## Short task A
In the JavaScript array thread, why does assigning a new value to a[1][0] also change a[0][0]?
## Short task B
Carry on writing the JavaScript array thread, beginning right after its final sentence.

## Given text

I have a problem with this 2-dimensional array in JS. When I change a[1][0], a[0][0] changes with it. Is there something wrong in the way I am initializing it? If yes, how can I initialize it properly?

>var a = Array(100).fill(Array(100).fill(false));
>a[0][0]
>false
>a[1][0]
>false
>a[1][0] = true
>true
>a[1][0]
>true
>a[0][0]
>true
like image 777
Hao Avatar asked Jul 07 '17 05:07

Hao


2 Answers

var a = Array(100).fill(Array(100).fill(false));

a contains an array, each element of which references to an array. you are filling the outer array with an array which contains all false values. The inner array is being made only once and reference to the same array is passed to each element of outer array that is why if you perform an operation on one element it reflects on other elements as well.

This is actually equivalent to

var a1 = Array(100).fill(false);
var a = Array(100).fill(a1);

here a gets 100 elements all having reference to same array a1. So if you change one element of a, all elements change since they are references to same array.

you will need to fill each element in outer array with a new array. you can do something like this:

var a = [];
for(var i=0; i<100; i++)
  a.push(Array(100).fill(false));
like image 122
Dij Avatar answered Oct 06 '22 08:10

Dij


Your entire array will be filled with references to the same (second dimension) array object.

## Data supplied

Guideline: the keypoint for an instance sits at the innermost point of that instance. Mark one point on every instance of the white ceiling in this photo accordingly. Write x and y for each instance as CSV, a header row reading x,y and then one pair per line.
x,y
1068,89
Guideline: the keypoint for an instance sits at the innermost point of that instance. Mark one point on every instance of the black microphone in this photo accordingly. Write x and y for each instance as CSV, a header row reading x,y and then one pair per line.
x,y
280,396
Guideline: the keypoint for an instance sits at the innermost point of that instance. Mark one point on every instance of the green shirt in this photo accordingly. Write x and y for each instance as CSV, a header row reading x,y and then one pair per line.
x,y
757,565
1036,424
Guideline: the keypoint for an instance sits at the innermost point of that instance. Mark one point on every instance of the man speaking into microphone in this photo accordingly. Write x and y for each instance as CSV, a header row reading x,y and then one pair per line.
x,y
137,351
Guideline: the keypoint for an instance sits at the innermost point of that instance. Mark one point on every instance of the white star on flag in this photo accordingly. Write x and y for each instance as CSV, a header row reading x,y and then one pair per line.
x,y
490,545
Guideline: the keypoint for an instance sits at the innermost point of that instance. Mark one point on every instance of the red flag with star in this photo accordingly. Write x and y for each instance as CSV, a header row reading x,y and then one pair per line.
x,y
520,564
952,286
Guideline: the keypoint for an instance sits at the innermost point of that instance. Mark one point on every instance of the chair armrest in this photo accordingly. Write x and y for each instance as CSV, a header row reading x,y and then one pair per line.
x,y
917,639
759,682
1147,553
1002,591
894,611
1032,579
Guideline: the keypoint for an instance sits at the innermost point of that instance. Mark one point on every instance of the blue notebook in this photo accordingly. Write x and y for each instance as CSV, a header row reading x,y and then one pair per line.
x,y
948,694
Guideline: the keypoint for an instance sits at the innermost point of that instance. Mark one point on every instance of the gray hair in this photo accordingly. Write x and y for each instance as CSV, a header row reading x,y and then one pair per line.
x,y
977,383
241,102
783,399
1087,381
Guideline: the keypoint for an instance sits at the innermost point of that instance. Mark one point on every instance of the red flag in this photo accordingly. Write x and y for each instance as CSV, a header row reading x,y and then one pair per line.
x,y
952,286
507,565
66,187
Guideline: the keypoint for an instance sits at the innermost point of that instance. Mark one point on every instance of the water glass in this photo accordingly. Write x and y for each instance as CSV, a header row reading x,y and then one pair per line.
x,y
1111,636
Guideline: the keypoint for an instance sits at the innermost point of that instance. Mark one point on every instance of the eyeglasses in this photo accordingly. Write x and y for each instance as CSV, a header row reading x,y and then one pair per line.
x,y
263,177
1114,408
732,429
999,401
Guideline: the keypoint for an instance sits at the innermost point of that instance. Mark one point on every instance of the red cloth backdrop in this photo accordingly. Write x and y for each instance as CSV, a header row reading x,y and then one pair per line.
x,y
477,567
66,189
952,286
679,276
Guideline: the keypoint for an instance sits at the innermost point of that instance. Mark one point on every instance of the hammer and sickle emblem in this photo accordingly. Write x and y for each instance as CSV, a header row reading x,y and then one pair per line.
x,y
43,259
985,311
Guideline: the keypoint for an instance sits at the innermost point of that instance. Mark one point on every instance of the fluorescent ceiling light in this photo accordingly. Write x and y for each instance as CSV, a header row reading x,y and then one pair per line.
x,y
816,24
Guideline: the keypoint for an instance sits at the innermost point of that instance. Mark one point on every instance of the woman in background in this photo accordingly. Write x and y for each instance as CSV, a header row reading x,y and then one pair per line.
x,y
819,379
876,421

## Final result A
The inner array is created only once, and every element of the outer array holds a reference to that same array, so a change through one element shows up in all of them.

## Final result B
To fill it with distinct objects, you'd have to do something like this:

const a = Array(100).fill(false).map(x => Array(100).fill(false));

a[0][0] = true;

console.log(a[0][0]);
console.log(a[0][1]);
console.log(a[1][1]);

Note that the values in the initial array need to be explicitly set to something (in my example false, but could also be undefined), because the array created by the constructor is sparse and the map() function will only operate on properties that actually exist.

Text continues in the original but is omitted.